* Problem: Carry on the article about the record spike in wheat prices from where it stops.

* Text passage:
Record Spike in Wheat Prices

Chicago Wheat Futures Spike 41% This Week as Ukraine Conflict Roils Markets

Katie Micik Dehlinger
By  Katie Micik Dehlinger , Farm Business Editor
Wheat futures shot up as straight as healthy wheat stalks this week, with the May Chicago wheat contract increasing 41% from the close on Feb. 25 to the close on March 4. (DTN file photo by Elaine Shein)

MT. JULIET, Tenn. (DTN) -- The May Chicago wheat futures contract closed 41% higher than last week at $12.09, a record-breaking weekly gain that reflects global fears about wheat supplies and exports amid Ukraine and Russia's war.

The May Kansas City hard red winter wheat contract finished the week 36% higher than last Friday, closing at $12.14 1/2.

The impact rippled across the Plains this week as many grain elevators stopped issuing bids or accepting offers from farmers to sell wheat.

"Prices are getting so high they just aren't serving the physical markets," DTN Lead Analyst Todd Hultman said. Until there's some resolution to or at least a better understanding of the situation in Ukraine, there's little that could change the market's direction. "Fear has gripped the market in a big way."

Last week's CFTC Commitments of Traders report showed speculators held more than 100,000 short positions, which means they need to buy a contract to close that position. With wheat futures locking at limit up or trading near limit up each day, there have been few opportunities for those traders to cut their losses.

"That's a huge painful amount. Every dollar that market goes up, they're losing over $500 million dollars in total. That portion of the market is what's getting squeezed," Hultman said.

Traditional explanations of economics assume that there are two parties involved in markets. Buyers and sellers or producers and consumers interact to arrive at an equilibrium price, he said.

"Markets don't always abide by textbook behavior, like when fear becomes so great it scares one side out of the market, and in this case, it's scaring everybody that's on the short side of the market," he said. "It's like playing a football game where one team doesn't show up. The other team just runs up the score. That's what's happened here. In my book, that's the definition of a broken market."

Other grain markets have made sizeable moves this week, but none on par with the disruption in Chicago wheat. May corn futures, for instance, increased 15%, while May Minneapolis wheat futures were 18% higher. May soybeans only gained 5% for the week.

Wheat markets started trending higher in 2020, mostly drifting on corn and soybeans' tailwinds as Chinese demand pushed those prices up. In 2021, drought led to the smallest U.S. crop in 19 years. As Russia began positioning troops on Ukraine's border and concerns about conflict grew, so did worries about Ukraine's ability to export. Ukraine is the world's largest exporter of sunflower oil, third-largest exporter of barley and fourth-largest exporter of corn and wheat. For more on the bullish trifecta, please read this week's Todd's Take column here:….

* Data entries:
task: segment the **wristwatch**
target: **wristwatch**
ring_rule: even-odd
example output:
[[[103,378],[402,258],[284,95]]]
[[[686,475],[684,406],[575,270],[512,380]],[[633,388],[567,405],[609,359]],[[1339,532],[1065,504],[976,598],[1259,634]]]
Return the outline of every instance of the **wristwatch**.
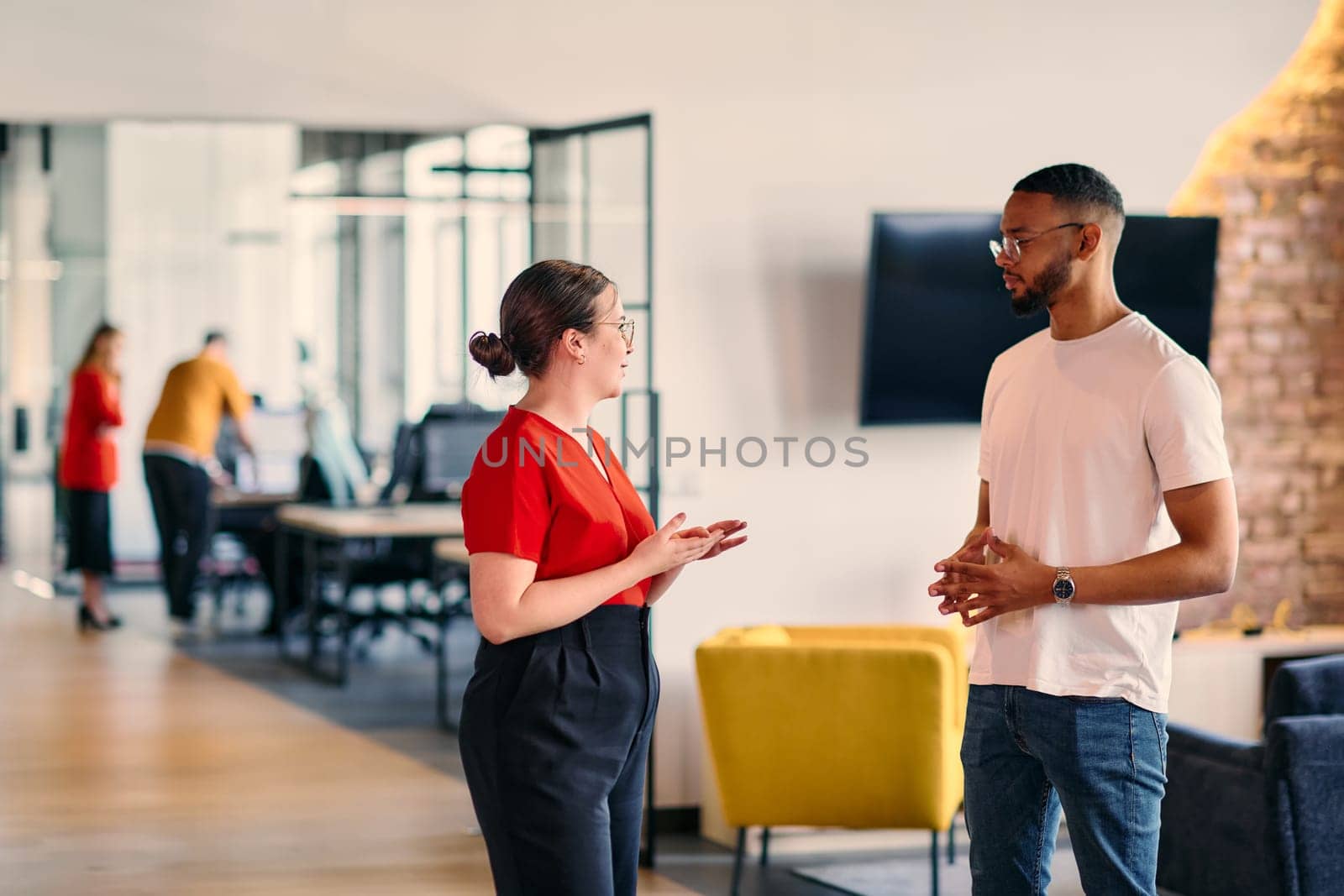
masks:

* Written answer:
"Now I think the obvious threat is, are Ukrainians even going to be able plant crops in 2022? Will it be safe to harvest wheat? And where do you go with it?" Hultman said. Global backlash against Russia could limit how much of its wheat is purchased on the world market. While it will be interesting to see how USDA economists account for the war in next week's World Agricultural Supply and Demand Estimates report on Wednesday, Hultman said the situation is so fluid that he doesn't think the market will give the report much weight.

In the near term and perhaps longer, customers will have to go to other sources for their wheat needs, Kansas Wheat CEO Justin Gilpin said. That adds pressure to U.S. producers, many of whom are facing drought conditions themselves.

"This extreme market volatility has led to wheat futures decoupling from cash markets, adding to the uncertainty growers and grain handlers are faced with," he said in a news release. "Producers are trying to offset the inflationary costs they're dealing with on chemical and input sides. We already were facing some of the highest fertilizer prices and chemical inputs costs we've seen before this event transpired, but now with everything that's unfolding, it's just going to put that much pressure on production, not just in the U.S., but around the world."

That pressure on production has prompted some speculation as to whether USDA will open Conservation Reserve Program acres for cropping. You can read more on that here:….

If more CRP acreage were to be made available for growing crops in 2022, that comes with additional concerns. Most of those acres are marginal ground that would require a substantial amount of fertilizer to be productive.

Fertilizer prices, already at record levels before the war, could get even worse if the war drags on. Russia and its ally, Belarus, account for 42% of global potash exports. Russia is also a top producer of natural gas, the main ingredient in anhydrous ammonia. For more on fertilizer market disruption, please read:….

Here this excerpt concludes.